-- WORK REQUIRED --
Nothing but the lines from the line with "Would you mind indicating the armchair" through the end of the data is to be copied, and each is to be copied exactly.

(Records from a collection)
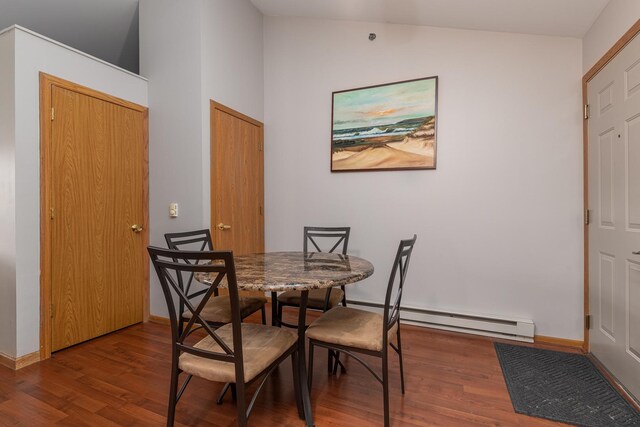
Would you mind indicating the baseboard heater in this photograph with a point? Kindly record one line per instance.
(492, 326)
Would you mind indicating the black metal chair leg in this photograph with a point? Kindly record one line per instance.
(385, 386)
(310, 365)
(400, 356)
(173, 393)
(279, 315)
(241, 405)
(222, 393)
(337, 362)
(296, 383)
(274, 309)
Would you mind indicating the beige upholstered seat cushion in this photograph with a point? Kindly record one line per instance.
(261, 346)
(218, 309)
(351, 327)
(316, 298)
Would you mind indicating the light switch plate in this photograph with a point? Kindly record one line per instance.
(173, 210)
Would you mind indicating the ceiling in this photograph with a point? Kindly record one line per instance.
(571, 18)
(107, 29)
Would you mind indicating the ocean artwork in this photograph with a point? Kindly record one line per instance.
(385, 127)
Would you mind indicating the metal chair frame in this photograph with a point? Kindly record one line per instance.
(178, 241)
(391, 317)
(166, 261)
(310, 236)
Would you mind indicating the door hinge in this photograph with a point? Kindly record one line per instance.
(587, 321)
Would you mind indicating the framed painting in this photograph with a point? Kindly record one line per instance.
(385, 127)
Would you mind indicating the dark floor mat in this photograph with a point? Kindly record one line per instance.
(562, 387)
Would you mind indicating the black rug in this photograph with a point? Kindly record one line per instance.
(562, 387)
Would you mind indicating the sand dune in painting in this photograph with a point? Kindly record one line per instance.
(381, 157)
(417, 149)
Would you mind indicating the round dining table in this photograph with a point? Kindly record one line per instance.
(284, 271)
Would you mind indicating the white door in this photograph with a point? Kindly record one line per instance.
(614, 201)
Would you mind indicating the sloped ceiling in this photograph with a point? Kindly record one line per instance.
(107, 29)
(571, 18)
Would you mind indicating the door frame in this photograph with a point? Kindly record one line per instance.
(47, 82)
(606, 58)
(213, 105)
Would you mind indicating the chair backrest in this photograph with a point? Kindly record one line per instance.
(197, 240)
(398, 275)
(322, 238)
(171, 264)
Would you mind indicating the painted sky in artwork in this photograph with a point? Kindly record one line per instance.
(384, 105)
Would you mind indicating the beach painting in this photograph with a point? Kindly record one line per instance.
(385, 127)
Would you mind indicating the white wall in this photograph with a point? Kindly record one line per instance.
(232, 70)
(191, 52)
(7, 196)
(499, 222)
(170, 59)
(34, 54)
(613, 22)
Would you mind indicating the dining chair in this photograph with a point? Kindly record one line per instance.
(350, 330)
(218, 309)
(318, 239)
(237, 353)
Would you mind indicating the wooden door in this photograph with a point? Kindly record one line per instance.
(614, 232)
(237, 181)
(97, 215)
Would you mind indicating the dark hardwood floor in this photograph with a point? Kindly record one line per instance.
(122, 379)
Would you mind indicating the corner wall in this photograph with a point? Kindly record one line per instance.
(613, 22)
(499, 222)
(192, 52)
(7, 195)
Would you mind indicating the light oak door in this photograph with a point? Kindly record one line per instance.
(614, 232)
(97, 216)
(237, 181)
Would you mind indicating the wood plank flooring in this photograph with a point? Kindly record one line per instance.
(122, 379)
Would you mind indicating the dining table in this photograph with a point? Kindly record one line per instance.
(275, 272)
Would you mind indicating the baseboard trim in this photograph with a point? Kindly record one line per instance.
(20, 362)
(159, 319)
(563, 342)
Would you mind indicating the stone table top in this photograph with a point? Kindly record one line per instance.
(284, 271)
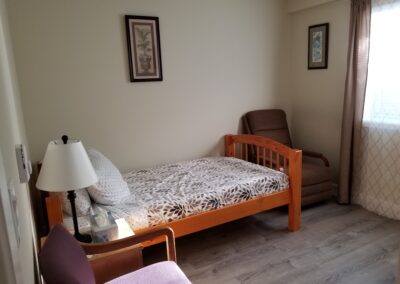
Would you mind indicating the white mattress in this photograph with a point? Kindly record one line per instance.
(174, 191)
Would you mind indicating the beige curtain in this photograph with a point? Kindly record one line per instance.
(356, 81)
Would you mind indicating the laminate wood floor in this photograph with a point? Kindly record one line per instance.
(336, 244)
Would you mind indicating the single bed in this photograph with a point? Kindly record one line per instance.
(194, 195)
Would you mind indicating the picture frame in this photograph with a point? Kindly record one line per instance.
(318, 43)
(144, 49)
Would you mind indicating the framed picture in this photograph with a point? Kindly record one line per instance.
(144, 52)
(318, 42)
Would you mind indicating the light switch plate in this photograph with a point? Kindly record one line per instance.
(24, 165)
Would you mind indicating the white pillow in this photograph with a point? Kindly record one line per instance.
(82, 202)
(111, 188)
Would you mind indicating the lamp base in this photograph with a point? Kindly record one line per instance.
(83, 238)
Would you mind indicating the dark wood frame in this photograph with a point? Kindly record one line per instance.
(325, 47)
(131, 42)
(274, 155)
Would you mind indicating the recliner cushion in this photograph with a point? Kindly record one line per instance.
(63, 261)
(166, 272)
(276, 127)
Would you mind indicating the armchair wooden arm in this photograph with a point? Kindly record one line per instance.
(149, 235)
(316, 155)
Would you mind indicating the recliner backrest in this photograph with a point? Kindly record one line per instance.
(269, 123)
(63, 261)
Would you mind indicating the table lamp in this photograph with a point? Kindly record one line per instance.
(66, 167)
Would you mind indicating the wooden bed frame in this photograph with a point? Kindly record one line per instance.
(269, 153)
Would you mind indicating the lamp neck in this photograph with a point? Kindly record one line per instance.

-- FULL SOLUTION --
Would you mind indicating the armchair wooden arm in this photograph with a point? Kindly record one line per instance.
(149, 235)
(316, 155)
Would you mind indicating the recliner backrest in this photograph with a point? Kindly record one line per instance.
(269, 123)
(63, 261)
Would you mind indicating the table lamp in this photograph with a point? Kindly record one line per instance.
(66, 167)
Would you mind indicating the wooden bed frame in this photograph with a point? Kindly record one line per instance.
(269, 153)
Would you mind indicating the lamp neck in this photograph with a point? Kindly record one line per instance.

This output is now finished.